▸ Aim of the task
Go through the material and pull out every line with the string "after" in it.
================
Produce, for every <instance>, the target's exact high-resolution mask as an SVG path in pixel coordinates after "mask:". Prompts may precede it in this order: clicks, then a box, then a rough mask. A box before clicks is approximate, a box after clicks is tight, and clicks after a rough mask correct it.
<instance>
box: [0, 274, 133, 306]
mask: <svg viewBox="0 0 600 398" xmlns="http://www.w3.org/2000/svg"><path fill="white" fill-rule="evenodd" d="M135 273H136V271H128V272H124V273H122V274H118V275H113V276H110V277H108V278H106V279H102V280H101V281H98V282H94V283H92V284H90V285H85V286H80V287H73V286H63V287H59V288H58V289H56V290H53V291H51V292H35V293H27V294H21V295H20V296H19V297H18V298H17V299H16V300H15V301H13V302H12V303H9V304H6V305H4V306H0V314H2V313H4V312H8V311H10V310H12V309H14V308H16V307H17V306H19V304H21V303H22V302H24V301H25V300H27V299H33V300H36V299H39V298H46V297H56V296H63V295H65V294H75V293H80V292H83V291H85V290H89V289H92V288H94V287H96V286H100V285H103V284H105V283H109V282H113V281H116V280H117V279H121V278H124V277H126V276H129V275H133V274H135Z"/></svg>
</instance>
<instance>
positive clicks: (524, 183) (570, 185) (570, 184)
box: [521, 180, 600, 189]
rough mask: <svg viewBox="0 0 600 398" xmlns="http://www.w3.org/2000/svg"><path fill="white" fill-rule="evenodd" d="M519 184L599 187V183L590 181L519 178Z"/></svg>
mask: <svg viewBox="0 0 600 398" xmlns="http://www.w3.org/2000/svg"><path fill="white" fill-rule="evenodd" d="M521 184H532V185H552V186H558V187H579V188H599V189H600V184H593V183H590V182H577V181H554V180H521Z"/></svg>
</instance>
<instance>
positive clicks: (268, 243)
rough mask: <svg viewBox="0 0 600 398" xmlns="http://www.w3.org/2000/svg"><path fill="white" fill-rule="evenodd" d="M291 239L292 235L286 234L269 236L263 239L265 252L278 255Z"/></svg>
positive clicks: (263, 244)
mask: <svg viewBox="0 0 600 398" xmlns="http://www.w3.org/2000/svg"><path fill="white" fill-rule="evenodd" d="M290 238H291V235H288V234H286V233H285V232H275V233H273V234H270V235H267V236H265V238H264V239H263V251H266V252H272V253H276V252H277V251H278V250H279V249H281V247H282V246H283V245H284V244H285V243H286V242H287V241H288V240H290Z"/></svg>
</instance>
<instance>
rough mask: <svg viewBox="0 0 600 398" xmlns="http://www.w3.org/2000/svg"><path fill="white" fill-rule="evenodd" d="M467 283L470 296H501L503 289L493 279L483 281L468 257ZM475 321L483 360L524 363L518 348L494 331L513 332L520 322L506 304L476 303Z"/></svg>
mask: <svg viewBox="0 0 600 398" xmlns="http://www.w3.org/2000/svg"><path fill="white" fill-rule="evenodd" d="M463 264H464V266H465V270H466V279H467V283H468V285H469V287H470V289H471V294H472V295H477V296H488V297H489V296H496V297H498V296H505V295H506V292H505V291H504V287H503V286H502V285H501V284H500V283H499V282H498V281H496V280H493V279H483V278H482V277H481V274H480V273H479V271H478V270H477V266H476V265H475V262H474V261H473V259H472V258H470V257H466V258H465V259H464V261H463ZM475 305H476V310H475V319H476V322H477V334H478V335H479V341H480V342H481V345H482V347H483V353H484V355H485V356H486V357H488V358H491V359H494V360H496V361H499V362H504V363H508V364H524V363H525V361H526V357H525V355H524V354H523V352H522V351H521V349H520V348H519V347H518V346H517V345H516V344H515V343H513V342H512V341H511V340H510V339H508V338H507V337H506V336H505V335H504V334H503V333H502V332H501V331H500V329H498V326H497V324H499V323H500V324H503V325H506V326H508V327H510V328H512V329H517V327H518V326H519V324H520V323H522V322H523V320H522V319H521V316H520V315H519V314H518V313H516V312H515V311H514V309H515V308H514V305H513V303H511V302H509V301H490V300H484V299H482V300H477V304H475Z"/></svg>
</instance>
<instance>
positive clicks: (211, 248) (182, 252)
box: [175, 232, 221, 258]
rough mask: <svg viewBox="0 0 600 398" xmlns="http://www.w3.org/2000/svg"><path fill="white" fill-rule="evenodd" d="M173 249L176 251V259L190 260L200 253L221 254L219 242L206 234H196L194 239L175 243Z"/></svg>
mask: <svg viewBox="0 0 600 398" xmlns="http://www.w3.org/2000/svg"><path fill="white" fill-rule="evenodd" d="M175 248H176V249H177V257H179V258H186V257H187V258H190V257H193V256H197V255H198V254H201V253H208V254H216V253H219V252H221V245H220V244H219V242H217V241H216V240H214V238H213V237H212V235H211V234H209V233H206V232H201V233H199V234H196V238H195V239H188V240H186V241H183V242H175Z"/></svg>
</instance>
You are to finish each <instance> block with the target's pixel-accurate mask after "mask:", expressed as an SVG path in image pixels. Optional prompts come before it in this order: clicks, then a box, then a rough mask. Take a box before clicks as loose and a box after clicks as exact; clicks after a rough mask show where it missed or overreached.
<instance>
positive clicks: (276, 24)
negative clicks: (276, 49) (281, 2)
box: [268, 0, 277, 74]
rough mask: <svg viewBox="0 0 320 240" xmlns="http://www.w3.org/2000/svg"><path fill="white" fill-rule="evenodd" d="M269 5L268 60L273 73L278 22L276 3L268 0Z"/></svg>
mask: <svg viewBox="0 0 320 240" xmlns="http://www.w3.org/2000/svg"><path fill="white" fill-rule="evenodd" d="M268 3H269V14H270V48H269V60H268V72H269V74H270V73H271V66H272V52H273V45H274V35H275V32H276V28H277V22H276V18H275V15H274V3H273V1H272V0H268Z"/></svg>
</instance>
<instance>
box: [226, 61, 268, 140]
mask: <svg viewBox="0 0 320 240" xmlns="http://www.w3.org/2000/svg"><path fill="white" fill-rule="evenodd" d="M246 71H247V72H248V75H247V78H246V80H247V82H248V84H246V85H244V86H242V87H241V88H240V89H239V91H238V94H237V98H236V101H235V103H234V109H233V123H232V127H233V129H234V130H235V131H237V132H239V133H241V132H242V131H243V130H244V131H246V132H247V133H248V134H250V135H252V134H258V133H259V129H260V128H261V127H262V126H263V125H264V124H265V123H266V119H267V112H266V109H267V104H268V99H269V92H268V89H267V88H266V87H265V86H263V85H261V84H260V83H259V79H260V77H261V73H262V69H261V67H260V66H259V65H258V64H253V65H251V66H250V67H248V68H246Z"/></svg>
================
▸ Answer for the task
Produce, for every <instance>, the target's exact high-resolution mask as an SVG path in pixel coordinates after "mask:". Prompts may precede it in this order: clicks, then a box, then a rough mask. A box before clicks is approximate, a box after clicks is tight, and clicks after a rough mask correct it.
You are to finish each <instance> block with the target's pixel-accurate mask after "mask:", expressed as an SVG path in image pixels. Optional prompts come before it in this order: clicks, then a box, then a rough mask. Take a box before clicks as loose and a box after clicks as exact; clicks after a rough mask show where it missed or overreached.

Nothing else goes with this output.